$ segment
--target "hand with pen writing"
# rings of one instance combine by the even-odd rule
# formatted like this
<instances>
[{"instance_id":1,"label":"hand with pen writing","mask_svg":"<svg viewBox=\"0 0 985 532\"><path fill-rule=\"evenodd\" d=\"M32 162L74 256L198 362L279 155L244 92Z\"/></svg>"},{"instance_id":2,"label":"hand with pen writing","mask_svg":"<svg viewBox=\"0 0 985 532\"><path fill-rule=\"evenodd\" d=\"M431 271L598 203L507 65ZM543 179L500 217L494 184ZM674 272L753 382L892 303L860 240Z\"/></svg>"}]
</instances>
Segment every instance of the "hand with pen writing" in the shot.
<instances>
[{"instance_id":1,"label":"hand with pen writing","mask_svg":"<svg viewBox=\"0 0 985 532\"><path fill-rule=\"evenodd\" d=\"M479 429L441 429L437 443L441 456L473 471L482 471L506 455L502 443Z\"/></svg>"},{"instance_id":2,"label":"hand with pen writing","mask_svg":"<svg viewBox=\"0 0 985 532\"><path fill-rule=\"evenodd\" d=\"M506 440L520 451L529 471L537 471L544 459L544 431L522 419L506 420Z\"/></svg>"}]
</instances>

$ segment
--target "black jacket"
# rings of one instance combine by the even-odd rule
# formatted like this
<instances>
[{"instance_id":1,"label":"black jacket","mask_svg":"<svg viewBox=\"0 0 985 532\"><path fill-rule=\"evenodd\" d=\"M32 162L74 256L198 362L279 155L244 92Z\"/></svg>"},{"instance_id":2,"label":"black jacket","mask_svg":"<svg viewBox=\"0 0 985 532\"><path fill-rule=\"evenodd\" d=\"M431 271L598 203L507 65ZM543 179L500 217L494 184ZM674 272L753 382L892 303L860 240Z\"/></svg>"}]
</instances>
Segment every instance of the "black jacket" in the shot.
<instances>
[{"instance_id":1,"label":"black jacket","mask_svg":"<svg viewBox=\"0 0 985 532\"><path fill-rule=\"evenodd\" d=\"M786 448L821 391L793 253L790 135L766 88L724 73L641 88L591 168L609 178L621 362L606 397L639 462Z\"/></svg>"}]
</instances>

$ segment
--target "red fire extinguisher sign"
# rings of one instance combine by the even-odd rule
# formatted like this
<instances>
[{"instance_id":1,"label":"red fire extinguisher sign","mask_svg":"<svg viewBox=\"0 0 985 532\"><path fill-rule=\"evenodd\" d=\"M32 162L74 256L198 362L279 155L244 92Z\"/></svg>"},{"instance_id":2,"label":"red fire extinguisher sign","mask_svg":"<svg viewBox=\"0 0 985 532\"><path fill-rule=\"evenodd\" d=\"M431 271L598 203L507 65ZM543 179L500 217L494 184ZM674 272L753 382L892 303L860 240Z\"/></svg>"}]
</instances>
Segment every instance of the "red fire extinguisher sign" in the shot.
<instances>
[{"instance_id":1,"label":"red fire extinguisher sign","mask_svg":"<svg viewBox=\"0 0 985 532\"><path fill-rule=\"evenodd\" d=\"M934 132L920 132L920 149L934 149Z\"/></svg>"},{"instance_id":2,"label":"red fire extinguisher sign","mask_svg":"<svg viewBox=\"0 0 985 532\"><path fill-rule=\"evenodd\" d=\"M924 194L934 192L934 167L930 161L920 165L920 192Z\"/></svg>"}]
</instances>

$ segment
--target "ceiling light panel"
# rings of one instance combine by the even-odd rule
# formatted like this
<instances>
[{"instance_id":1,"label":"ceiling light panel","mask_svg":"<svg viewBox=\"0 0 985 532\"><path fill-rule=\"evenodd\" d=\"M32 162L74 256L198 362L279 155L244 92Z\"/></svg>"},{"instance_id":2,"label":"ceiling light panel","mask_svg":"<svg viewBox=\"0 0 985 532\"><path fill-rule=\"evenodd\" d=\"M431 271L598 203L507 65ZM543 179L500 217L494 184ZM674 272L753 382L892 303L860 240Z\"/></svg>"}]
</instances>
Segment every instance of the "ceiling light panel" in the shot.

***

To do |
Your task is to output all of the data above word for word.

Solution for this exercise |
$ segment
--target "hand with pen writing"
# rings of one instance combine by the even-odd rule
# formatted like this
<instances>
[{"instance_id":1,"label":"hand with pen writing","mask_svg":"<svg viewBox=\"0 0 985 532\"><path fill-rule=\"evenodd\" d=\"M32 162L74 256L198 362L279 155L244 92Z\"/></svg>"},{"instance_id":2,"label":"hand with pen writing","mask_svg":"<svg viewBox=\"0 0 985 532\"><path fill-rule=\"evenodd\" d=\"M431 271L598 203L507 65ZM543 179L500 217L494 184ZM674 272L753 382L892 303L860 240Z\"/></svg>"}]
</instances>
Segment every instance of the "hand with pen writing" in the shot.
<instances>
[{"instance_id":1,"label":"hand with pen writing","mask_svg":"<svg viewBox=\"0 0 985 532\"><path fill-rule=\"evenodd\" d=\"M479 429L441 429L437 443L441 456L473 471L482 471L506 455L502 443Z\"/></svg>"},{"instance_id":2,"label":"hand with pen writing","mask_svg":"<svg viewBox=\"0 0 985 532\"><path fill-rule=\"evenodd\" d=\"M506 440L520 451L529 471L537 471L544 459L544 431L522 419L506 420Z\"/></svg>"}]
</instances>

$ segment
--target "black jacket"
# rings of one instance combine by the even-odd rule
# formatted like this
<instances>
[{"instance_id":1,"label":"black jacket","mask_svg":"<svg viewBox=\"0 0 985 532\"><path fill-rule=\"evenodd\" d=\"M32 162L74 256L198 362L279 155L244 92Z\"/></svg>"},{"instance_id":2,"label":"black jacket","mask_svg":"<svg viewBox=\"0 0 985 532\"><path fill-rule=\"evenodd\" d=\"M431 271L598 203L507 65ZM543 179L500 217L494 184ZM674 272L753 382L892 303L860 240Z\"/></svg>"}]
</instances>
Segment every instance of the "black jacket" in the shot.
<instances>
[{"instance_id":1,"label":"black jacket","mask_svg":"<svg viewBox=\"0 0 985 532\"><path fill-rule=\"evenodd\" d=\"M786 448L821 391L793 253L790 135L766 88L724 73L641 88L591 168L609 178L621 362L606 397L639 462Z\"/></svg>"}]
</instances>

$ segment
--target "red fire extinguisher sign"
# rings of one instance combine by the even-odd rule
# formatted like this
<instances>
[{"instance_id":1,"label":"red fire extinguisher sign","mask_svg":"<svg viewBox=\"0 0 985 532\"><path fill-rule=\"evenodd\" d=\"M32 162L74 256L198 362L279 155L244 92Z\"/></svg>"},{"instance_id":2,"label":"red fire extinguisher sign","mask_svg":"<svg viewBox=\"0 0 985 532\"><path fill-rule=\"evenodd\" d=\"M431 271L598 203L507 65ZM543 179L500 217L494 184ZM674 272L753 382L892 303L860 240Z\"/></svg>"}]
</instances>
Segment every instance of the "red fire extinguisher sign" in the shot.
<instances>
[{"instance_id":1,"label":"red fire extinguisher sign","mask_svg":"<svg viewBox=\"0 0 985 532\"><path fill-rule=\"evenodd\" d=\"M934 132L920 132L920 149L934 149Z\"/></svg>"},{"instance_id":2,"label":"red fire extinguisher sign","mask_svg":"<svg viewBox=\"0 0 985 532\"><path fill-rule=\"evenodd\" d=\"M924 194L934 192L934 167L930 161L920 165L920 192Z\"/></svg>"}]
</instances>

$ segment
--target "ceiling light panel"
# rings of one instance combine by the even-odd rule
# formatted like this
<instances>
[{"instance_id":1,"label":"ceiling light panel","mask_svg":"<svg viewBox=\"0 0 985 532\"><path fill-rule=\"evenodd\" d=\"M32 162L74 256L198 362L279 155L244 92Z\"/></svg>"},{"instance_id":2,"label":"ceiling light panel","mask_svg":"<svg viewBox=\"0 0 985 532\"><path fill-rule=\"evenodd\" d=\"M431 271L598 203L507 65ZM543 179L500 217L494 184ZM674 272L753 382L892 303L860 240Z\"/></svg>"}]
</instances>
Segment every instance of the "ceiling light panel" in the shot.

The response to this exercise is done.